Disney World and other companies have started using digital CRM to get pulse of customers and gather data.

Envision a Walt Disney World where no one has to wait in line. Ride times can be booked in advance on the Web or a smartphone app.

At this Disney World, parents wouldn't have to wander the park searching for their child's favorite character. They could book an appointment with Mickey Mouse or Cinderella and -- like magic -- the character would greet the child by name.

Turnstiles, paper tickets and cash would be things of the past. Visitors would use data-encoded rubber bracelets to enter the park and buy food and souvenirs. The bracelets would also serve as room keys and parking passes.

You won't need to call the repairman -- the repairman will call you. That's the next generation of CRM -- not social, but digital CRM.

Mitch Lieberman,
CRM consultant

The concept may sound like it belongs in Tomorrowland, but Disney is rolling it out now. The bracelet is a prime example of what analysts call the next big wave of CRM: using digital technologies to enhance the customer experience.

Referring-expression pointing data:
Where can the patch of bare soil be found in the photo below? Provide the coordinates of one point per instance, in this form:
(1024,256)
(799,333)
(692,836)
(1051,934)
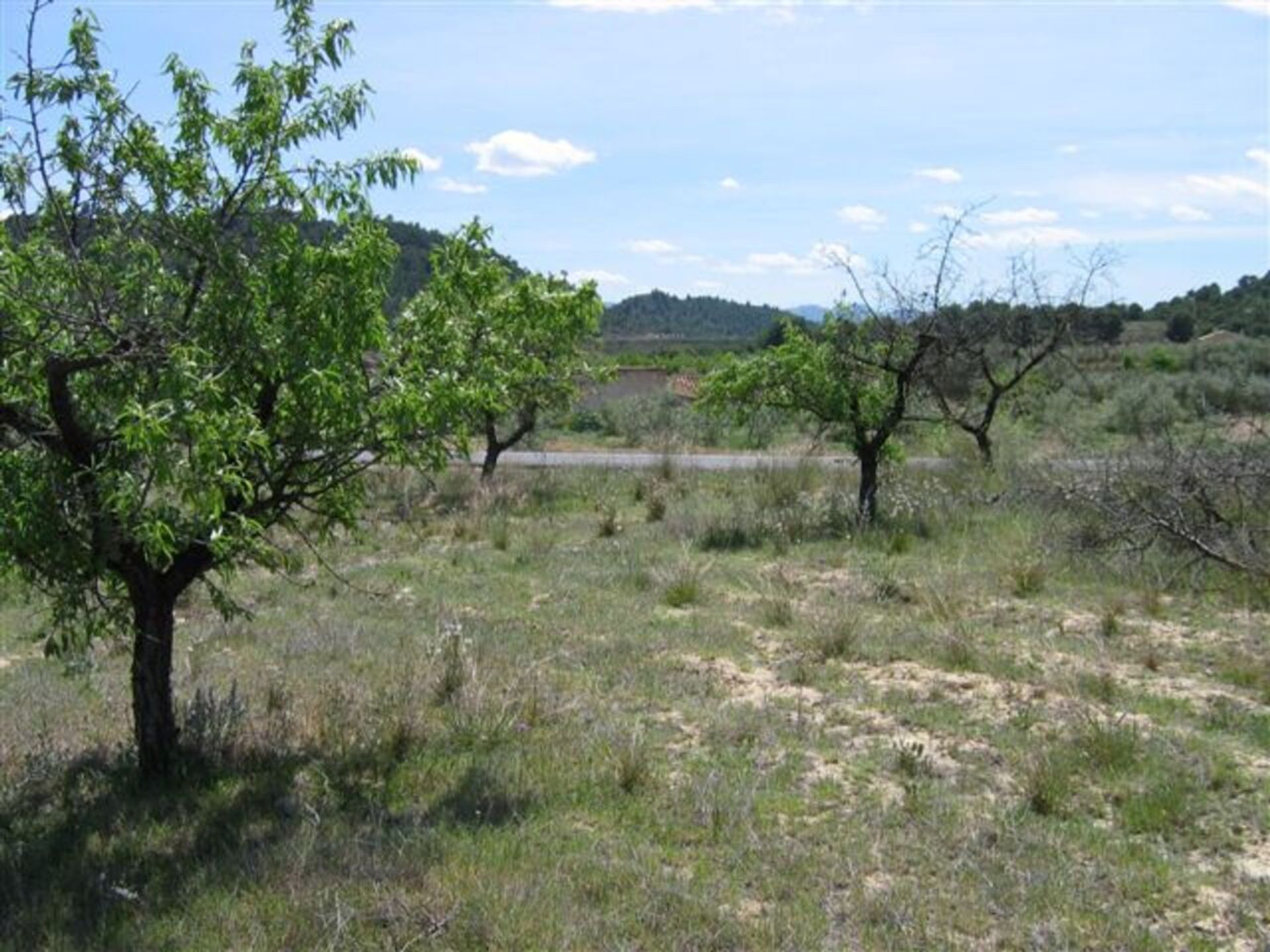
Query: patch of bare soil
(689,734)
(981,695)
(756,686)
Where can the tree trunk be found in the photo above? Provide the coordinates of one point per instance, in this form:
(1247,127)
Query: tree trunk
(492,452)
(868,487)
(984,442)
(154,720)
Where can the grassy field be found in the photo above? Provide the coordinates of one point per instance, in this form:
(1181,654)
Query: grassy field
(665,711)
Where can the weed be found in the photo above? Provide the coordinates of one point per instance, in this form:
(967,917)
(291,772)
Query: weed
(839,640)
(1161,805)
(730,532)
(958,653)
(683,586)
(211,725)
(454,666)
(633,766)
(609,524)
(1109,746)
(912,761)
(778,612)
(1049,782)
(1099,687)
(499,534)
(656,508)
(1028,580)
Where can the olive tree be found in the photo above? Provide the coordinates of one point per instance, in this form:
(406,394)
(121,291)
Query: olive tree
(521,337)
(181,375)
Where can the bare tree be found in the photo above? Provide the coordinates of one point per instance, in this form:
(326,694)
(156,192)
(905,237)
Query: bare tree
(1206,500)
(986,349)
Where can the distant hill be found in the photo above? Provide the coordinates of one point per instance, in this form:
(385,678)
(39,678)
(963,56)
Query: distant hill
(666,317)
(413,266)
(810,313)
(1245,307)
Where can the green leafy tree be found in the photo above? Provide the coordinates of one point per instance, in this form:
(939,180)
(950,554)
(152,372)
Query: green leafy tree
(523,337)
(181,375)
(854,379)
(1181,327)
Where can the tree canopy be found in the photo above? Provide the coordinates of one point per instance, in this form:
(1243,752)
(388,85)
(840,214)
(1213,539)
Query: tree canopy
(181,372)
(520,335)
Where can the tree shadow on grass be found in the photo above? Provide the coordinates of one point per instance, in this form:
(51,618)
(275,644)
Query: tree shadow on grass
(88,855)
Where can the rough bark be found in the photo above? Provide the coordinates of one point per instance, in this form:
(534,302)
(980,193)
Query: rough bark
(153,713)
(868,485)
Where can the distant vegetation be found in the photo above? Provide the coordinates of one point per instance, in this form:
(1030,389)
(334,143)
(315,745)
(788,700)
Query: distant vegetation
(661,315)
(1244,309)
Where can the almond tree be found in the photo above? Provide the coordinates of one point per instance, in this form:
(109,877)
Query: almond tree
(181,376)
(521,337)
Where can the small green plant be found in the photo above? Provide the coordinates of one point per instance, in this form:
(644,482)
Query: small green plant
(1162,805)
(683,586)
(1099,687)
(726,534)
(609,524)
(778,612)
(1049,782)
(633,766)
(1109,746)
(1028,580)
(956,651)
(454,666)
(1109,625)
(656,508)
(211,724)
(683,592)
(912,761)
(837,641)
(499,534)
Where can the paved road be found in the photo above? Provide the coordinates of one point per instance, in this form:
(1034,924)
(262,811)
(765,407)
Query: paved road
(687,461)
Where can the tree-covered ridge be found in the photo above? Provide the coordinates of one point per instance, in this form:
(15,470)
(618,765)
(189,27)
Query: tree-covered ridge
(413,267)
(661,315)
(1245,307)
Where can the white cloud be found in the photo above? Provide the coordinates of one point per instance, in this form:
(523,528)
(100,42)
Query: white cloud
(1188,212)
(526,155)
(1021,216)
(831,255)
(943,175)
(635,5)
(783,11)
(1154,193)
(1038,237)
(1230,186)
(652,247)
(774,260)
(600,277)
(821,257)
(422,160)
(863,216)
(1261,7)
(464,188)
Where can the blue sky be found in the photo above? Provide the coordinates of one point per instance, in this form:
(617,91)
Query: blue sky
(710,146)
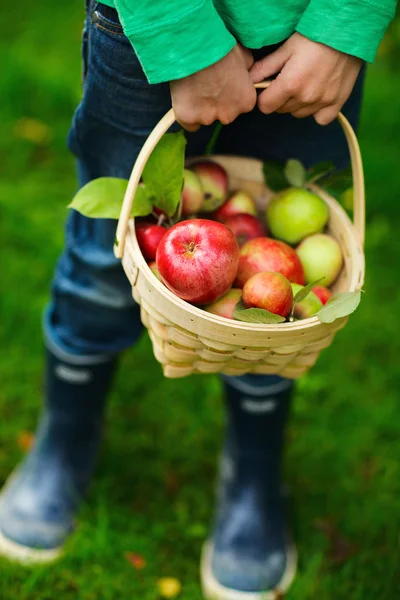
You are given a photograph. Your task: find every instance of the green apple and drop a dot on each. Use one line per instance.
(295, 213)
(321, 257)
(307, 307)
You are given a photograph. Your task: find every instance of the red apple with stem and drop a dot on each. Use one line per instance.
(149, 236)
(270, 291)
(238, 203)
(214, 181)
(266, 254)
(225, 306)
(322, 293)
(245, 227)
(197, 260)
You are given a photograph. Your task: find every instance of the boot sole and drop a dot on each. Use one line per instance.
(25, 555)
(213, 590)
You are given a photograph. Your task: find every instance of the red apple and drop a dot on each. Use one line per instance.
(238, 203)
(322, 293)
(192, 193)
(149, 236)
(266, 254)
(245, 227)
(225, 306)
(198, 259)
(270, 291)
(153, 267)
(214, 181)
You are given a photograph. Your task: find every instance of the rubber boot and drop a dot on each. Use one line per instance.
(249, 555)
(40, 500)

### Complete the following
- a) In the article on Disney's digital CRM, what would visitors use to enter the park and buy food and souvenirs?
- b) According to the article on Disney's digital CRM, why would no one have to wait in line at the Disney World it describes?
- c) Pick up the article on Disney's digital CRM after its final sentence and carry it forward.
None of the records is needed for the work that comes next.

### Exercise results
- a) Data-encoded rubber bracelets.

- b) Ride times could be booked in advance on the Web or through a smartphone app, so visitors would not need to stand in line for rides.

- c)
Companies in all sorts of industries are increasingly relying on computers and technology to make their customers happier, said Mitch Lieberman, a consultant who has made a career of helping companies use digital technologies to enhance customer experience.

Electric companies are rolling out smart meters that track customer usage by the minute, eliminating the need for meter readers. Customers ostensibly benefit because, eventually, the smart meters will notify them via text when a dryer is running during peak rate times or advise them to shut off a washing machine during peak usage.

Appliance companies are unveiling refrigerators that keep track of expiration dates and food supplies, and notify the owner when there's a repair issue -- often before the person detects it.

"You won't need to call the repairman -- the repairman will call you," said Lieberman, managing partner of DRI, a Portugal-based consulting firm with U.S. locations in Vermont and New York. "That's the next generation of CRM -- not social, but digital CRM."

From digital CRM flows customer data

An Oracle survey released in February revealed that, on average, businesses estimate they'll spend 18% more in the next two years on technology designed to improve the customer experience. The survey, "Global Insights on Succeeding in the Customer Experience Era," collected responses from 1,342 senior executives in 18 countries.

These digital technologies are designed to keep customers happy and loyal, of course. Disney created the MyMagic+ bracelets to help make park visits more enjoyable by eliminating some of the hassles that arise while navigating a crowded tourist attraction. And Disney benefits because happy visitors tend to spend more and will return sooner.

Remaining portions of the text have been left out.